This guide delivers a transaction‑grade playbook covering the mechanics, risks and drafting responses that deal teams need right now.
Key takeaways for deal teams:
The Loi de finances pour 2026 represents the most consequential overhaul of French LBO tax economics since the ATAD transposition in 2019. Adopted by Parliament on 2 February 2026 and published on the official Legifrance portal shortly thereafter, the Act addresses three pillars that directly affect leveraged transactions: the deductibility of interest on acquisition debt, the fiscal and social treatment of management incentive packages, and the taxation of holding companies whose assets are predominantly patrimonial in nature.
Industry observers expect these changes to compress leveraged returns across the French mid‑cap segment by between 100 and 250 basis points on pre‑tax IRR, depending on gearing levels and hold periods. The likely practical effect will be a rebalancing of capital structures toward more equity and a renewed focus on operational value creation rather than financial engineering.

Requirements:
(A) Answer these questions from the guide on French LBO tax changes:
(i) On what date did Parliament adopt the Loi de finances pour 2026?
(ii) By how much are the changes expected to compress leveraged returns across the French mid‑cap segment?
(iii) What kind of playbook does the guide say it delivers?
(B) Restate the guide on French LBO tax changes between "Key takeaways for" and "patrimonial in nature.", inclusive, and substitute "holdcos" for "holding companies".

Information supplied:
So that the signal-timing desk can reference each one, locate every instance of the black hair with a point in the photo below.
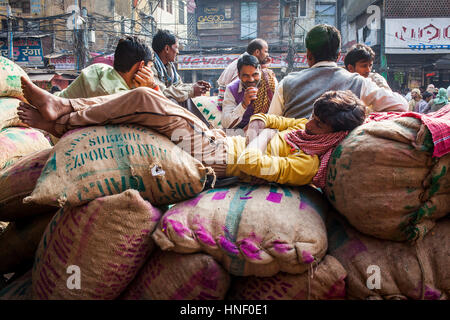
(426, 95)
(255, 44)
(247, 60)
(161, 39)
(324, 42)
(342, 110)
(129, 51)
(359, 52)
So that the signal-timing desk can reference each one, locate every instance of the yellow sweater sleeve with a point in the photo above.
(296, 169)
(279, 122)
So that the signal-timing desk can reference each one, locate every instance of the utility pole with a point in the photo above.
(291, 50)
(10, 33)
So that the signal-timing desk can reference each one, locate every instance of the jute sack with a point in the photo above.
(20, 240)
(383, 269)
(210, 109)
(17, 182)
(98, 247)
(104, 160)
(383, 179)
(10, 74)
(250, 230)
(323, 282)
(16, 143)
(174, 276)
(19, 289)
(8, 113)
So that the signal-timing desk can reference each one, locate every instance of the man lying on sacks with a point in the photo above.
(289, 151)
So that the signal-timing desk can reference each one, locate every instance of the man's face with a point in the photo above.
(315, 126)
(172, 52)
(250, 76)
(262, 54)
(363, 67)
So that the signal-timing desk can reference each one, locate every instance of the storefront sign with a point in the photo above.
(64, 63)
(26, 51)
(418, 36)
(194, 62)
(219, 16)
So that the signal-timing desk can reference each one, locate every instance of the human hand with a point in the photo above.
(200, 87)
(144, 78)
(250, 95)
(253, 130)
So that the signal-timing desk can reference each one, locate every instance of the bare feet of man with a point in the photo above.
(49, 106)
(32, 117)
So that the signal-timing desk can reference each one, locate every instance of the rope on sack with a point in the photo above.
(311, 272)
(210, 171)
(419, 252)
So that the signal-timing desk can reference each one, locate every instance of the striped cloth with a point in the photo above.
(321, 145)
(438, 123)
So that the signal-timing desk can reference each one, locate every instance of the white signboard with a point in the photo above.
(418, 36)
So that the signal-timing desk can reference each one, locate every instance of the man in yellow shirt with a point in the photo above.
(295, 153)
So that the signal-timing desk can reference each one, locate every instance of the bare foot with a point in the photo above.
(32, 117)
(50, 107)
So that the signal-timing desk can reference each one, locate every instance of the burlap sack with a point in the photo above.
(20, 240)
(174, 276)
(250, 230)
(16, 143)
(96, 161)
(407, 271)
(210, 109)
(323, 282)
(383, 179)
(103, 244)
(8, 113)
(17, 182)
(19, 289)
(10, 74)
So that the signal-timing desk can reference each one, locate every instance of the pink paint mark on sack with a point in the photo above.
(303, 205)
(178, 227)
(274, 197)
(281, 247)
(307, 257)
(228, 246)
(193, 202)
(204, 236)
(250, 249)
(220, 195)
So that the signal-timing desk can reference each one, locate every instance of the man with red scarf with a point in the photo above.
(289, 151)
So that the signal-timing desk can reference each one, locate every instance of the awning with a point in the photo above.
(41, 77)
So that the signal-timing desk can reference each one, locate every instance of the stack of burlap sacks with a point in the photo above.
(16, 142)
(114, 238)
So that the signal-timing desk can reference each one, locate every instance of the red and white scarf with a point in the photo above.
(321, 145)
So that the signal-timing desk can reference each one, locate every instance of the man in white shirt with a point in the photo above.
(258, 48)
(296, 93)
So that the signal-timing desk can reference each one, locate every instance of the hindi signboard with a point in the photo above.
(217, 16)
(196, 62)
(26, 51)
(418, 36)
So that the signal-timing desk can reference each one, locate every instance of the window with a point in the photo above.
(299, 9)
(181, 12)
(249, 20)
(326, 13)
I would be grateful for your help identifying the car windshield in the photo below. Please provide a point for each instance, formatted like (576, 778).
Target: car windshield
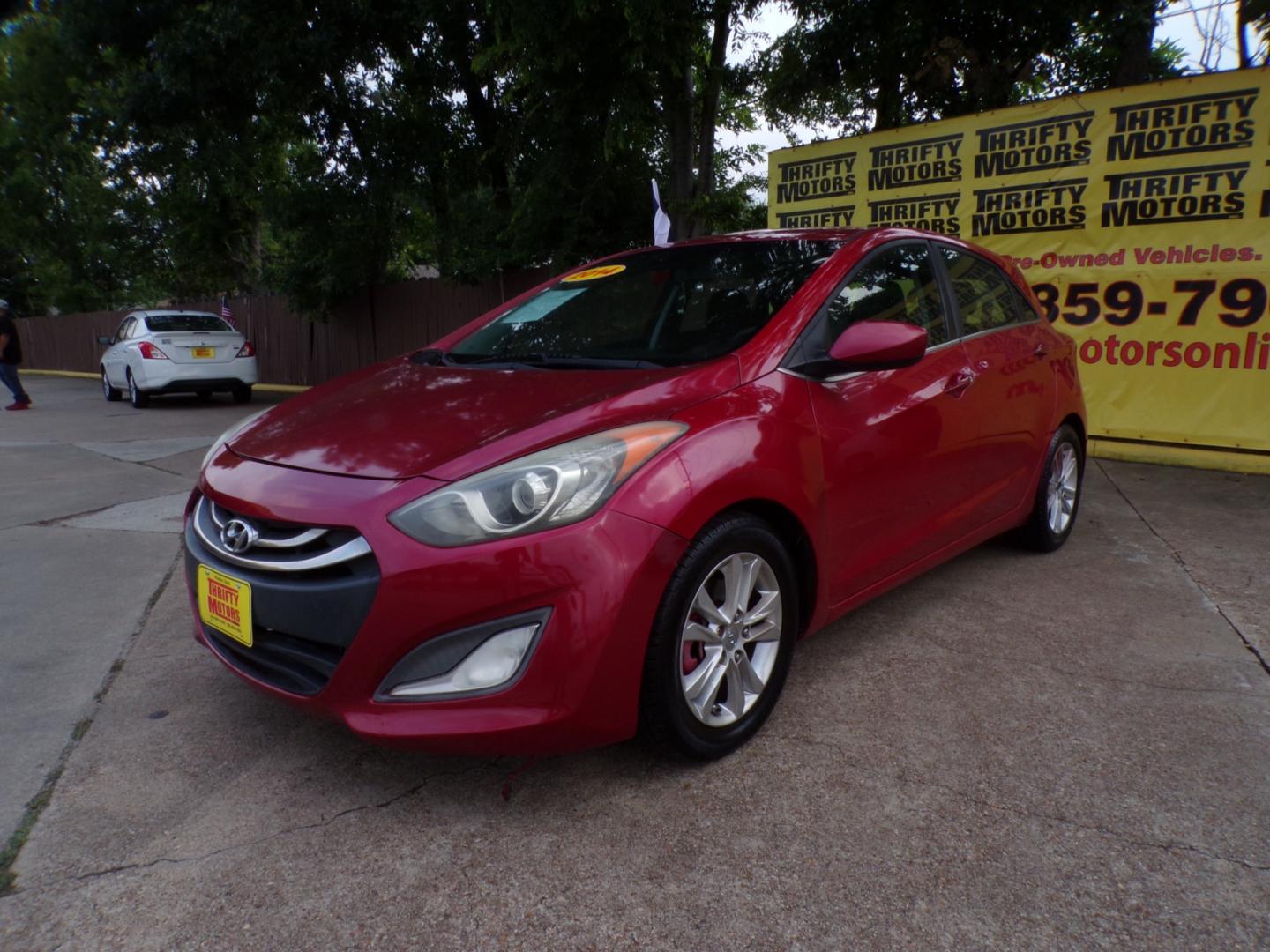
(198, 323)
(658, 308)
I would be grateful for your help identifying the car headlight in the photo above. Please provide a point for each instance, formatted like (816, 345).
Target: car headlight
(228, 435)
(542, 492)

Solved tasks:
(A)
(i) 2 February 2026.
(ii) By between 100 and 250 basis points on pre‑tax IRR, depending on gearing levels and hold periods.
(iii) A transaction‑grade playbook covering the mechanics, risks and drafting responses that deal teams need right now.

(B)
Key takeaways for deal teams:
The Loi de finances pour 2026 represents the most consequential overhaul of French LBO tax economics since the ATAD transposition in 2019. Adopted by Parliament on 2 February 2026 and published on the official Legifrance portal shortly thereafter, the Act addresses three pillars that directly affect leveraged transactions: the deductibility of interest on acquisition debt, the fiscal and social treatment of management incentive packages, and the taxation of holdcos whose assets are predominantly patrimonial in nature.